Please write every entry out again, exactly as it reads below.

**Extracted records**
BEGIN

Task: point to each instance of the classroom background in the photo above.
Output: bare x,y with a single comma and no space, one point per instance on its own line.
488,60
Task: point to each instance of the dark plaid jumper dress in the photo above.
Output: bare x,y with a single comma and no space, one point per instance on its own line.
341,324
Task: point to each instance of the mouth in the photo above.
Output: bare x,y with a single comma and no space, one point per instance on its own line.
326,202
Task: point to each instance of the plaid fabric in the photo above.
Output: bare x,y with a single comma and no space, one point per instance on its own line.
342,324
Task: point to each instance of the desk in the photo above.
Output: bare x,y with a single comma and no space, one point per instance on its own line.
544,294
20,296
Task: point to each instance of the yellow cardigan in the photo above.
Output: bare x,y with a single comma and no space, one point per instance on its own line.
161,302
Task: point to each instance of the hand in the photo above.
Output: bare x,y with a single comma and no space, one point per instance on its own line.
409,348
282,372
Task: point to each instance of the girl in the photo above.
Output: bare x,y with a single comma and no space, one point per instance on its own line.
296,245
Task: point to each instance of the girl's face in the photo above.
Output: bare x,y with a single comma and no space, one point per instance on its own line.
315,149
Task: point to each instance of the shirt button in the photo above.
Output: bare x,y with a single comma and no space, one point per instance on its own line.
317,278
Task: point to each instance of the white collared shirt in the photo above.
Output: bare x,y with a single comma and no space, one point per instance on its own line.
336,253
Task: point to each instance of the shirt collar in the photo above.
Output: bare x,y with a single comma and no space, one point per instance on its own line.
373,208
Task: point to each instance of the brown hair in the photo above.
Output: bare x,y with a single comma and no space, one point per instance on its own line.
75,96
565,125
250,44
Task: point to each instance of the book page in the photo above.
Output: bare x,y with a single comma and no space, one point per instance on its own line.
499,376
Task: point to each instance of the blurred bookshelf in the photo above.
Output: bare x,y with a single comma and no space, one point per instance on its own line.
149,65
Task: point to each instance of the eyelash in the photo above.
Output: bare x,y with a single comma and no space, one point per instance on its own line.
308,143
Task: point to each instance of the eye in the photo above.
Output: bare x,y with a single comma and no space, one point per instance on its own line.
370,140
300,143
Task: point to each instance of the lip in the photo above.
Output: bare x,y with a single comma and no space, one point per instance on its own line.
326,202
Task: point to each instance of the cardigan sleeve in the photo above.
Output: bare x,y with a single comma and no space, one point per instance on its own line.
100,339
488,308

END

**Solution to the exercise**
Task: point to each instance of the classroom background in the photo above.
Output: bare x,y with a single comma and no space, one point per instance on its own line.
488,60
Task: point to each instance of the dark plaid jumper dress in the photo above.
Output: bare x,y with a single comma and no space, one point per instance on its own line.
341,324
Task: point to each instance of the mouth in the photo above.
Output: bare x,y with a single comma and no space, one point per instance on its own line.
326,202
Task: point to each instance of the plaid fabric in the photo above.
Output: bare x,y with a single comma and no space, one point per instance on its own line.
342,324
Task: point to each instance of the desk in the photo above.
Output: bare x,y with a single comma and no space, one point per instance on its own line.
544,294
20,296
Task: point to each instance of the yellow cardigan in the photo above.
Output: bare x,y with a single comma and no space, one point per instance on its own line.
161,302
Task: point to each instance of the hand in the photo above.
Output: bare x,y with a single comma and no space, one point per instance on its own line.
409,348
282,372
Task: point to each instance of the girl in the photo above.
Output: bare x,y with a single comma and no space, one point per instance on its own line.
296,245
Task: point to each instance of the girl's face in the photo above.
Output: bare x,y with a single comma and no space, one point per instance on its own line.
315,149
Task: point to each instance of the shirt button in the photo above.
Output: bare x,y with a single comma and no space, one point per instance on its own line.
317,278
Task: point to each instance of the white collared shirt in the photo above.
Output: bare x,y with a single comma and no space, one point per instance on its own line.
336,253
Task: point to each instance of the shirt collar in the photo above.
Output: bare x,y with a single comma and no space, one point per instance on its own line.
373,208
Task: point to each instance of the brown hair in the photo above.
Output: bare x,y with a single comma and no space, one point per instance on its own line.
75,96
565,125
250,44
Task: point to each instance of the book page in the photo above.
Output: bare x,y with a single comma and no space, one point per instance on its own line.
499,376
Task: point to each instance of the blurred bookshelf in the photo above.
Output: bare x,y with a single comma and no space, one point per instance on its own line.
149,65
Task: point to each instance of the eyelash in the photo above.
Output: bare x,y with a single comma and no space, one point per instance on its own line.
308,143
Task: point to each instance of the eye in the photo above.
Output: bare x,y with a single comma and no space, one point per instance on its own line.
370,140
300,143
Task: point to each instance of the lip in the photo above.
Output: bare x,y with a single comma and no space, one point per instance on its own line.
326,202
Task: point to each instance of the cardigan sleeve in the photo above.
Output: bare x,y with a single comma and no space, one point per instance on its own line.
100,339
488,308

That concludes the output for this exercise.